• **Work to complete**:
(a) In the mushroom-hunting thread, what kind of forest does DanSS26 suggest searching?
(b) Carry on the mushroom-hunting thread from its final line.

• **Excerpt**:
# Great find this morning



## jacksonmideerhunter (Oct 9, 2011)

About 4 lbs of freshly sprouted chickens!


----------



## PunyTrout (Mar 23, 2007)

Nice find.


----------



## 98885 (Jan 18, 2015)

Never seen chickens that looked like that. Most I've seen have feathers. At least till I pluck'em.


----------



## IGGY (May 4, 2020)

Those will be delicious! They look nice and fresh too. Great find.


----------



## LTH (Nov 14, 2017)

I've been looking for chicken all season with NO luck. Congrats on your find!


----------



## DanSS26 (Jul 10, 2008)

LTH said:


> I've been looking for chicken all season with NO luck. Congrats on your find!


Search in Oak dominated forest with downed trees and logs, I've even found them on rotten redish brown logs.


----------



## LTH (Nov 14, 2017)

DanSS26 said:


> Search in Oak dominated forest with downed trees and logs, I've even found them on rotten redish brown logs.


I've found them in the past and have some spots to check but nothing yet. We haven't had rain in over two weeks now so our banner mushroom season has been fizzling very fast.


----------



## Captain of the 4-C's (Sep 11, 2003)

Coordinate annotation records
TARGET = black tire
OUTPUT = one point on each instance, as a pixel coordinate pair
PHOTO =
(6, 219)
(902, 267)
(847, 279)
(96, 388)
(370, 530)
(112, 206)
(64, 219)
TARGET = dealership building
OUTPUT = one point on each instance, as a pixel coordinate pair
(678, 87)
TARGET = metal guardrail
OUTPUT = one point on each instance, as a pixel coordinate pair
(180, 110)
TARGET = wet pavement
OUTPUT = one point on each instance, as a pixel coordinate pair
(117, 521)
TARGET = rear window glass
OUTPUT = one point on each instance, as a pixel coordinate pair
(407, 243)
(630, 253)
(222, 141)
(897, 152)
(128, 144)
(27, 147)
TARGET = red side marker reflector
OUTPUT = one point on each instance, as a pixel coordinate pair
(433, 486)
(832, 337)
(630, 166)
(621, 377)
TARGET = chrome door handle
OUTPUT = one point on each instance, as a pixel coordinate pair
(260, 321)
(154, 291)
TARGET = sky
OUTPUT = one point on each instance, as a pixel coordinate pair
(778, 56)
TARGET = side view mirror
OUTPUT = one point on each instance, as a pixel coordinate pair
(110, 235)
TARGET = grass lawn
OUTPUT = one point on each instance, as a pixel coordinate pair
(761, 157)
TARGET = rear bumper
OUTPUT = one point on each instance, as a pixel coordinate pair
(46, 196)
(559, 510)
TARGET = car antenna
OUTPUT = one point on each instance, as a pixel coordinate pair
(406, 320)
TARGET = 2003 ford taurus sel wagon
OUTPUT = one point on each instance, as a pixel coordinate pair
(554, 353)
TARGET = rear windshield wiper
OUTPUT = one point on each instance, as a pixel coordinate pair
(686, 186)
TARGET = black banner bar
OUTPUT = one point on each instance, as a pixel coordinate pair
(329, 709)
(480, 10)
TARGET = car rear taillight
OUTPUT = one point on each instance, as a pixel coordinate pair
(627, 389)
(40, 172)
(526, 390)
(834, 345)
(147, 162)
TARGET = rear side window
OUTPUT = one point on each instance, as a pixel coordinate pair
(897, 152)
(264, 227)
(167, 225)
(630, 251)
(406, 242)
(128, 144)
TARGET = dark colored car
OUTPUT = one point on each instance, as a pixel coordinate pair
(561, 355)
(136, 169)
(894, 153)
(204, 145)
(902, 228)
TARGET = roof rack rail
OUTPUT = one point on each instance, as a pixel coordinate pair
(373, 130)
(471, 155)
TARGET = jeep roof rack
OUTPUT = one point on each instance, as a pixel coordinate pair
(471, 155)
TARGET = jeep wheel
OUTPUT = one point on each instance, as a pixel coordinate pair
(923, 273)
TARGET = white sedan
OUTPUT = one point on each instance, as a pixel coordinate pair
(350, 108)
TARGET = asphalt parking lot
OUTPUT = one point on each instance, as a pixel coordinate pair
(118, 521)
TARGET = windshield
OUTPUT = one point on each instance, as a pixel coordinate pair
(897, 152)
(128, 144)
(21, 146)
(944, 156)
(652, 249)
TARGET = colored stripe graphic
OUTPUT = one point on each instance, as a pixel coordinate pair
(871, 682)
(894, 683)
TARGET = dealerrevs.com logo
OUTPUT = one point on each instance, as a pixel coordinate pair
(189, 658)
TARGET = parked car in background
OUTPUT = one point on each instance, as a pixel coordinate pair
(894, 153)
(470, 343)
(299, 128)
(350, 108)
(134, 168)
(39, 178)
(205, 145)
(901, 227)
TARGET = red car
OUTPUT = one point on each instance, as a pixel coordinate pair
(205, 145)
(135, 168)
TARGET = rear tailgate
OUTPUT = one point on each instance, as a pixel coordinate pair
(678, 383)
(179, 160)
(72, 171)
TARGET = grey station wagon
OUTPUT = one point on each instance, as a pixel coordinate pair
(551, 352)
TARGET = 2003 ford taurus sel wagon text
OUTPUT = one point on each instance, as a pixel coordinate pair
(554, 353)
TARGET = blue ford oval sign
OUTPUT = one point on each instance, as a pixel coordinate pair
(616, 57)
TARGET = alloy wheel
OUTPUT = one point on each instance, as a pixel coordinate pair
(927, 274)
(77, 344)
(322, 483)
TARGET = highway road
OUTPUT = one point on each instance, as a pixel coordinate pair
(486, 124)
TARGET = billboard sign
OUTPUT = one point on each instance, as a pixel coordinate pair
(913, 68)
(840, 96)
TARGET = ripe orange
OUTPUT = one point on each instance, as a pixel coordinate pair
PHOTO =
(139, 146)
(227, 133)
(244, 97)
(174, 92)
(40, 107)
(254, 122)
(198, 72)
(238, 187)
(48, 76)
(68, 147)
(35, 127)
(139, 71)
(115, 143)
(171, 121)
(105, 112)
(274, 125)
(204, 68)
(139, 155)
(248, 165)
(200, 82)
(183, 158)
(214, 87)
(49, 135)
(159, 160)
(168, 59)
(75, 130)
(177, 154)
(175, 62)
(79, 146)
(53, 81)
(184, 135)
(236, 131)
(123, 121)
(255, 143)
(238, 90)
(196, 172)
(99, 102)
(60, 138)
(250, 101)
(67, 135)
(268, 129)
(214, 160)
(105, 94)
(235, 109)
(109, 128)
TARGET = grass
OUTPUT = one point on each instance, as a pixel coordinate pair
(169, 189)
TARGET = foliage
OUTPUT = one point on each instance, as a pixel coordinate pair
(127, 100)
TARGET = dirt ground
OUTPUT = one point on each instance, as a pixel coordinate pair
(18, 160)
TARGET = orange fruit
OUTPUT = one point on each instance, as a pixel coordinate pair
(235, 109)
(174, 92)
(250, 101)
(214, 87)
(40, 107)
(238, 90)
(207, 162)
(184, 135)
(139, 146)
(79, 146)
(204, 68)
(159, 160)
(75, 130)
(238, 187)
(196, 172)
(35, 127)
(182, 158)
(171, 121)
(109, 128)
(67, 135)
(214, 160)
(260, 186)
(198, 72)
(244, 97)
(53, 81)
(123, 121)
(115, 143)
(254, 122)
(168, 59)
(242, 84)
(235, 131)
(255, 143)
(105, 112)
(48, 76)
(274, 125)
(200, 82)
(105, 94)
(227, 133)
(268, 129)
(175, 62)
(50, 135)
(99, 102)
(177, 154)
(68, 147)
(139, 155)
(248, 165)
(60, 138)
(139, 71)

• **Responses**:
(a) An oak-dominated forest with downed trees and logs.

(b)
Found some a few days ago in Kalkaska County. They got bleached by the sunshine but nary a bug to be found on the 8 I grabbed. One attached to an adjacent pine touching the old oak stump I left for bug food. I was gonna post and ask about them - but two in the shade were "normal" colored. Even the stalk section was still fairly soft.


----------



## Oldgrandman (Nov 16, 2004)

DanSS26 said:


> Search in Oak dominated forest with downed trees and logs, I've even found them on rotten redish brown logs.



I even found some on cherry. One comes up every year in my yard on one.

But I am just starting to get out with the cold snap and some rain.....more of the rain please!


----------



## Oldgrandman (Nov 16, 2004)

This chicken came out since about 5 days ago, the pic is from yesterday. Noah left his wake today I guess. A couple small ones out around the back too.
No hens or honey's.

Notice the tree though? LOL!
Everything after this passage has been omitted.